The request
Only the lines from the one containing "Identify the short" through the end of the data below should be copied, each exactly as written and with both ends kept.

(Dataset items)
=-=-=-=-=
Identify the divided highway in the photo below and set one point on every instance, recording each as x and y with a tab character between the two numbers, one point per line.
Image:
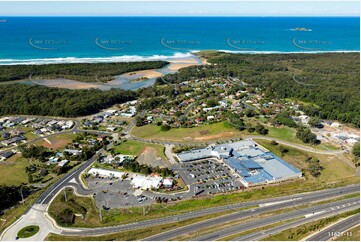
337	229
313	213
265	206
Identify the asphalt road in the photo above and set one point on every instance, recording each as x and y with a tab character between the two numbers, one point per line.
325	194
348	204
299	199
257	236
337	229
49	193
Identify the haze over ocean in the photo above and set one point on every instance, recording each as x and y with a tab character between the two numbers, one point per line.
93	39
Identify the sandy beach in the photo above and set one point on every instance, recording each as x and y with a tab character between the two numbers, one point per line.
124	79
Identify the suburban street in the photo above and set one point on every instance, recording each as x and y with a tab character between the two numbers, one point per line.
38	212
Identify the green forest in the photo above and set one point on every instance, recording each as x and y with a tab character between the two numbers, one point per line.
327	85
86	72
40	100
329	81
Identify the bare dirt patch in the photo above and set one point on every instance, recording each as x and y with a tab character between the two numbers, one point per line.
149	156
215	136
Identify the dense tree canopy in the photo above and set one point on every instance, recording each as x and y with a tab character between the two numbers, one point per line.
87	72
329	81
40	100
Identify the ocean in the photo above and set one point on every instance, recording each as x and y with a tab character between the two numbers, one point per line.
39	40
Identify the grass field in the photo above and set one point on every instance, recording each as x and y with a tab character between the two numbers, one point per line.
28	231
216	131
284	133
133	147
78	205
133	235
13	171
57	141
334	168
351	235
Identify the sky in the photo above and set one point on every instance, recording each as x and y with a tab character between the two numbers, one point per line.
179	8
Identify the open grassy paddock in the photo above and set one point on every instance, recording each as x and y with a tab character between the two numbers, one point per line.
57	141
28	231
133	147
13	171
216	132
334	168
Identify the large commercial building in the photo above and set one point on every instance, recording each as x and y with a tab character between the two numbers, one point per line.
253	164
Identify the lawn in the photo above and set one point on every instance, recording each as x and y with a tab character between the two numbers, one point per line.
284	133
13	171
57	141
79	205
213	132
221	130
133	147
28	231
334	168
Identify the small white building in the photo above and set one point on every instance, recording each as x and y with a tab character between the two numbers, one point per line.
211	117
106	173
63	163
168	182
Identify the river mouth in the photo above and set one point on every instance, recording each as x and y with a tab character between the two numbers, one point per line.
127	81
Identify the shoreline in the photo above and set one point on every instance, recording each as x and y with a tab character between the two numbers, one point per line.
176	58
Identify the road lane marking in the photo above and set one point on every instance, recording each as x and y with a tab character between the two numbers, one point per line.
313	214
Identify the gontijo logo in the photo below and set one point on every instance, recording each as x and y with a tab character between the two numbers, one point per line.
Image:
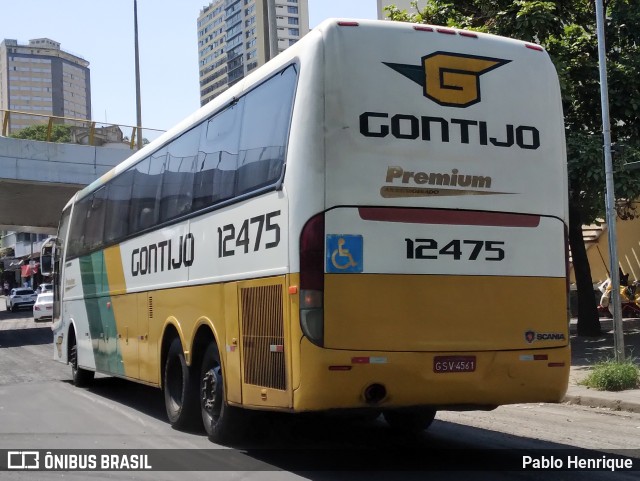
450	79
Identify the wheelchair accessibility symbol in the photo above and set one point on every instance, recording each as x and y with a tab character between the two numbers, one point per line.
344	253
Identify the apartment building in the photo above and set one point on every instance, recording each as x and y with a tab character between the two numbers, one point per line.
41	78
401	4
236	36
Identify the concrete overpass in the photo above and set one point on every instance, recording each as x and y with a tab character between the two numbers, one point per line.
38	178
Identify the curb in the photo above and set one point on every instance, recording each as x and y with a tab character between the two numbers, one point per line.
593	401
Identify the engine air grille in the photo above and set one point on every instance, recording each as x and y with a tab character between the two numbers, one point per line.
263	336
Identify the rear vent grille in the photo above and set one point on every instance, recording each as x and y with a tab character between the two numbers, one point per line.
263	336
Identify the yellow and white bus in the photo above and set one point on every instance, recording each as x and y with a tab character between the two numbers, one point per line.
374	220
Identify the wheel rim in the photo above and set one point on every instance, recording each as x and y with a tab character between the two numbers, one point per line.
174	382
210	392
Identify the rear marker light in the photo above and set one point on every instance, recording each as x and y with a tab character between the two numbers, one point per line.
555	364
368	360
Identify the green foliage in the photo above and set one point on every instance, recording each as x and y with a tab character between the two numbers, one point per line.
59	133
567	29
611	375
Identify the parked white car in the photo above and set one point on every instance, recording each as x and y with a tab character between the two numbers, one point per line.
43	308
47	287
20	297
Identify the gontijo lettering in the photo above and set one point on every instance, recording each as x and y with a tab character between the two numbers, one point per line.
466	131
149	259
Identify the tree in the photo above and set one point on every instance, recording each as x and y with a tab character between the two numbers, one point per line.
567	29
59	133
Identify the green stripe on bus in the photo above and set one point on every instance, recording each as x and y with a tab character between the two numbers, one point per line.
102	323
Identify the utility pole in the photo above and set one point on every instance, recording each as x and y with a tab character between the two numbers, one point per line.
618	335
138	104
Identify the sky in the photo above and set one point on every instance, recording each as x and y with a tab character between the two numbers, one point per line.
102	33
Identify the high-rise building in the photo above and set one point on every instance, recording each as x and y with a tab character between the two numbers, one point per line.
41	78
401	4
236	36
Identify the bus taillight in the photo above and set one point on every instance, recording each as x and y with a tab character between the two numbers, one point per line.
312	279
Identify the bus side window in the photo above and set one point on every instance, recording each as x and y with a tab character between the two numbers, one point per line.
94	226
215	178
177	178
118	197
147	181
265	128
77	231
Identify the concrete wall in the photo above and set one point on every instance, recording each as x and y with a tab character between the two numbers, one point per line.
38	178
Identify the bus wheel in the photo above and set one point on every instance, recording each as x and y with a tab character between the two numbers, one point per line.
223	423
81	377
180	389
412	420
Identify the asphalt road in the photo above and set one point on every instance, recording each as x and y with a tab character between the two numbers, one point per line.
41	409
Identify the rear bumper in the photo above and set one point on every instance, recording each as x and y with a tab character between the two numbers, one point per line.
501	377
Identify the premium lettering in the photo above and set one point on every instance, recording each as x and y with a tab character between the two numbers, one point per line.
453	178
464	131
165	255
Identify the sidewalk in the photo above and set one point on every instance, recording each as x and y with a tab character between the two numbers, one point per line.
586	351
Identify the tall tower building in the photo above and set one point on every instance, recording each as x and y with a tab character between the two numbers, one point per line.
43	79
236	36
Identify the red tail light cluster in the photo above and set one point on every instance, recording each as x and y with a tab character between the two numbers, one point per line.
312	280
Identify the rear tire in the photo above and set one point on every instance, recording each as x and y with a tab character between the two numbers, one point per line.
81	377
180	389
223	423
411	420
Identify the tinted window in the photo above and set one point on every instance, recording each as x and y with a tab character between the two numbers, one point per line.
77	231
264	132
118	196
94	225
177	179
218	157
147	181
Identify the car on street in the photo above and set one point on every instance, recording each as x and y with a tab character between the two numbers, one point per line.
46	287
43	308
20	297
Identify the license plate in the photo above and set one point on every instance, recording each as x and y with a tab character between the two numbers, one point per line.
443	364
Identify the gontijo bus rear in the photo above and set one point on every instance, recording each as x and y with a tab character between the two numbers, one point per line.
404	253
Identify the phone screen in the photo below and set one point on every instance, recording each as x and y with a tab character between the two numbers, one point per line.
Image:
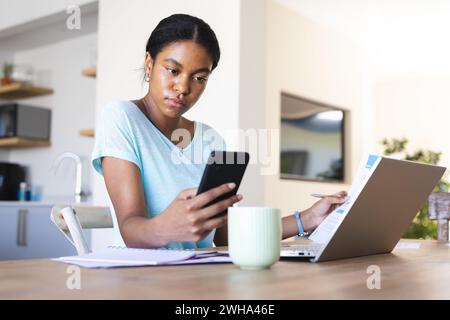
223	167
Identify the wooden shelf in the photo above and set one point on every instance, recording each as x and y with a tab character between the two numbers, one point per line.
87	133
22	90
22	143
90	72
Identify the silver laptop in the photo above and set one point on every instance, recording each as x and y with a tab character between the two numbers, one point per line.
382	212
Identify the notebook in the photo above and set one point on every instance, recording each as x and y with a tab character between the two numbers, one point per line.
113	257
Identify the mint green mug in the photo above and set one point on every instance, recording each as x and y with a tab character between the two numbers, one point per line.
254	235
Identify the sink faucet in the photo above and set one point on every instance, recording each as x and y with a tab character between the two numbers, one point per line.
78	192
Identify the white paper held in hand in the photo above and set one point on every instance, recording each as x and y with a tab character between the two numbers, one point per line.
130	257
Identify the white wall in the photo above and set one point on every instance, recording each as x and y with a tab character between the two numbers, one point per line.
417	108
13	13
306	59
252	102
73	104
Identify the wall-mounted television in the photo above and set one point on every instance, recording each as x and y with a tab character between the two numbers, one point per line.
312	140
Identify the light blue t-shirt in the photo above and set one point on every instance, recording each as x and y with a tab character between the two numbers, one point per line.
124	132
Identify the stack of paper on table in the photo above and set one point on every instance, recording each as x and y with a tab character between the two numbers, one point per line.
129	257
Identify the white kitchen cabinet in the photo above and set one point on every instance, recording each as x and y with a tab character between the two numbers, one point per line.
26	232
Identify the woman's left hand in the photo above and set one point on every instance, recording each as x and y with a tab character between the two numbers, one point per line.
312	217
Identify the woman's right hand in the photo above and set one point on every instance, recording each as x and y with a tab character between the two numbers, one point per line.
187	218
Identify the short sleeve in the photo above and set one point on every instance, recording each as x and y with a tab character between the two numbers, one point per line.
114	136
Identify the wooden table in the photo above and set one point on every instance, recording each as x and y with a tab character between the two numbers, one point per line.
422	273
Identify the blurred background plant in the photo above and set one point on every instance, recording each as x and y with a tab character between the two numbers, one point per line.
421	227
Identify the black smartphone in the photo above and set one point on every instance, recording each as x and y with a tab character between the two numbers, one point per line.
223	167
=-=-=-=-=
Result below
Identify the short sleeve in the photo above and set one point on every instance, recording each as x and y with a tab character between the two numbers, one point per line.
114	136
Identify the wooden table in the photo above and set one point on every instance, recording each as x and y with a tab character between the two numbers, one point per line.
422	273
Identify the blurred background plant in the photo above and set one point on every instance, recording each as x and y with a tab character between the two numbers, one point per line.
421	227
Identify the black smartphone in the photo above and set one point on every instance, recording each as x and y with a tab character between the two numbers, one point per line.
223	167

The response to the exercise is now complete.